TASK STATEMENT:
Extract the full listing below without altering a single character.

-- start of DATA ROWS --

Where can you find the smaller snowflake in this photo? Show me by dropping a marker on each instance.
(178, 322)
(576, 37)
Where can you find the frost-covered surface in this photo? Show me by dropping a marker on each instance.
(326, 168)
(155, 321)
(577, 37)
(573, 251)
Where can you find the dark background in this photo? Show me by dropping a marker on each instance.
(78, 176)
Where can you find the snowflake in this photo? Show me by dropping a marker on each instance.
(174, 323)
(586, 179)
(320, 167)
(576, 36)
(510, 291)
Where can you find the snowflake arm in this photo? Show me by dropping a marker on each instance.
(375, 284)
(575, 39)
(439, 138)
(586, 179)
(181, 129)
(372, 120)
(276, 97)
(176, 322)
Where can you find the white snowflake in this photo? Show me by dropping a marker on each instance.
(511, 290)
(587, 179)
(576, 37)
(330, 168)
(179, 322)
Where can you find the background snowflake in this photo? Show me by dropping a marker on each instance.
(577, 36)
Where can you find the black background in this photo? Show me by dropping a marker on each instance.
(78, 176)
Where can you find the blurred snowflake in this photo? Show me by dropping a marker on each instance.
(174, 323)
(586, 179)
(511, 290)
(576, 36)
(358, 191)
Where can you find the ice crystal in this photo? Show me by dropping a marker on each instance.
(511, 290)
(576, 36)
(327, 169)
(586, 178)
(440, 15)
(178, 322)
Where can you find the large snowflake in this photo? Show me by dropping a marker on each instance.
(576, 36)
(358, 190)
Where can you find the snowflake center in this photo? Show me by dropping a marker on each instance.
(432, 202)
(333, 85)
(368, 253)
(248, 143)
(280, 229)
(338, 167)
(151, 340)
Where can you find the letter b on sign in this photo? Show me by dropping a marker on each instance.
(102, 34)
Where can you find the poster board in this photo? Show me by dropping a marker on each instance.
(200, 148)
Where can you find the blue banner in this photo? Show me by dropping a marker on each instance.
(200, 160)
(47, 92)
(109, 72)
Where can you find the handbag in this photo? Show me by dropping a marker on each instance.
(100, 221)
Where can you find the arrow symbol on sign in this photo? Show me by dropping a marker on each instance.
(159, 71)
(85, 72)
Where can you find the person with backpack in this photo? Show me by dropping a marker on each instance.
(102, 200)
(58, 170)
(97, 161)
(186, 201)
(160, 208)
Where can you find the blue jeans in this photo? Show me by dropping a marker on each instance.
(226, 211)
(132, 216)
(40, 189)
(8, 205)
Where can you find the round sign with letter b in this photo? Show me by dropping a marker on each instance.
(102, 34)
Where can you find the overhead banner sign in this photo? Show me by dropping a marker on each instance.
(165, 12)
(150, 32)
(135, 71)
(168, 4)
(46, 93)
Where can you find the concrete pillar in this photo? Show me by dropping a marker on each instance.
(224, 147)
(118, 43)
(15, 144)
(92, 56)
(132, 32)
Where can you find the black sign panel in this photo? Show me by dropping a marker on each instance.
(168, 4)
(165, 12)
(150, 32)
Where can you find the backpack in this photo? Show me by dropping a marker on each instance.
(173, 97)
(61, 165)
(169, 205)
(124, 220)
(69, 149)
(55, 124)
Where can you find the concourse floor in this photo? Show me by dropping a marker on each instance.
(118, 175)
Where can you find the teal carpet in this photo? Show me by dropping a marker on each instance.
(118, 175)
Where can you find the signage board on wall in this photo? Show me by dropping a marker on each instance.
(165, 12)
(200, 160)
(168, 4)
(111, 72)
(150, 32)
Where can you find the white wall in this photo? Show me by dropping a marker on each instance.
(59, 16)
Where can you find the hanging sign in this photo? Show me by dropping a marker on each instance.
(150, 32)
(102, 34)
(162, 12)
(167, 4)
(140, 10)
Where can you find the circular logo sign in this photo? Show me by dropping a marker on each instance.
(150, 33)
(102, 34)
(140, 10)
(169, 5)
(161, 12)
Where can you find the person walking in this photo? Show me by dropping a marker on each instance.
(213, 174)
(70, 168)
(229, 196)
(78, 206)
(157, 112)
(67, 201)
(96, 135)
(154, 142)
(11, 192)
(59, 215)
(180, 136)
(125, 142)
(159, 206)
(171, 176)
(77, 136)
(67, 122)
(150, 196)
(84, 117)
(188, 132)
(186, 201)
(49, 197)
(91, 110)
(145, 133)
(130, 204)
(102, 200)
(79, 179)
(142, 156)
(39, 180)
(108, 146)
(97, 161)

-- end of DATA ROWS --

THE SOLUTION:
Where can you find the smaller snowflake in this photo? Show me by dropping a marker on each instance.
(178, 322)
(576, 37)
Where can you find the frost-covered surface in this photo? Show me by dropping a marker on each instance.
(326, 168)
(155, 321)
(577, 37)
(573, 251)
Where can you find the dark background in this photo? Show me by dropping a marker on each instance.
(78, 176)
Where can you find the snowflake in this photo? Show me by dropping a marker on each instance.
(174, 323)
(586, 179)
(320, 167)
(576, 36)
(510, 291)
Where can you find the snowflake arm in this photo? Show me by dropping a marker on each instance.
(375, 284)
(575, 39)
(439, 138)
(586, 179)
(181, 129)
(372, 120)
(276, 97)
(176, 322)
Where can you find the white snowflake in this photo? Show me by dropping a marker on each instance.
(511, 290)
(587, 179)
(576, 37)
(330, 168)
(179, 322)
Where can you find the background snowflake in this photo? Show me by dropping a marker on each instance.
(577, 36)
Where can you find the black background in this photo? Show me by dropping a marker on each instance.
(78, 176)
Where can you find the blurred snowflake in this photo? Show me by dropping a marker on each instance.
(174, 323)
(586, 179)
(511, 290)
(576, 36)
(358, 191)
Where can you find the ice crystal in this photo? Show me by dropping a marker on each instance.
(511, 290)
(576, 36)
(327, 169)
(586, 178)
(440, 15)
(178, 322)
Where can you find the large snowflake in this photo? Show me by dropping a marker on each instance.
(576, 36)
(358, 190)
Where can you find the snowflake center in this photo? Show me by dropping a marker on each instance.
(432, 202)
(333, 85)
(368, 253)
(248, 143)
(280, 229)
(338, 167)
(151, 340)
Where can you find the letter b on sign in this photo? Show me by dropping a marker on each instance.
(102, 34)
Where can you find the poster board in this photo? Show me by dropping a marker on each instance.
(200, 148)
Where can you find the blue banner in this photo? Show me by dropping a marker on each instance.
(200, 160)
(47, 92)
(109, 72)
Where can you find the handbag in this photo? Show me by dropping a marker on each instance.
(100, 221)
Where can you find the arrow symbol on sign in this photo? Show me by dropping a marker on each instance.
(159, 71)
(85, 72)
Where can you find the person with backpack in this photo? Show me by dropping a marker on each instance.
(102, 200)
(58, 170)
(97, 161)
(186, 201)
(160, 208)
Where can you find the blue jeans in this photo? Show me by dropping a marker on each instance.
(226, 211)
(132, 216)
(40, 189)
(8, 205)
Where can you find the round sign with letter b in this photo? Show me by dropping a marker on each instance.
(102, 34)
Where can you find the overhead banner sign in this photo? Show me by dropping a marker on each instance.
(165, 12)
(150, 32)
(135, 71)
(168, 4)
(46, 93)
Where can you find the concrete pillar in this photo? Show me by dropping a marker on each instance.
(224, 147)
(118, 43)
(15, 144)
(92, 56)
(132, 32)
Where can you find the black sign panel in this photo? Show me by dropping a marker on each instance.
(168, 4)
(165, 12)
(150, 32)
Where can you find the backpack in this photo? Show me by dropping a marker on each instance.
(173, 97)
(61, 165)
(169, 205)
(124, 220)
(69, 149)
(55, 124)
Where can you find the concourse floor in this photo? Show me by dropping a marker on each instance.
(118, 175)
Where can you find the teal carpet in this photo? Show me by dropping a marker on each instance.
(118, 175)
Where can you find the signage board on wall in this photo? Show me by dropping a marker on each instance.
(165, 12)
(200, 160)
(168, 4)
(111, 72)
(150, 32)
Where can you find the white wall in this photo? Show me by dropping a marker on each instance.
(59, 16)
Where can you find the hanging sign in this photo? Show me by dropping a marker on each instance.
(150, 32)
(102, 34)
(162, 12)
(167, 4)
(140, 10)
Where can you find the circular logo sign in this photo? Show me by dropping a marker on each instance.
(150, 33)
(102, 34)
(140, 10)
(169, 5)
(161, 12)
Where can you find the person walking in this photo? Show me by dropping a marker on each instance.
(213, 174)
(70, 168)
(229, 196)
(78, 206)
(157, 112)
(67, 201)
(96, 135)
(154, 142)
(11, 192)
(59, 215)
(180, 136)
(125, 142)
(159, 206)
(171, 176)
(77, 136)
(67, 122)
(150, 196)
(84, 117)
(188, 132)
(186, 201)
(49, 197)
(91, 110)
(145, 133)
(130, 204)
(102, 200)
(79, 179)
(142, 156)
(39, 180)
(108, 146)
(97, 161)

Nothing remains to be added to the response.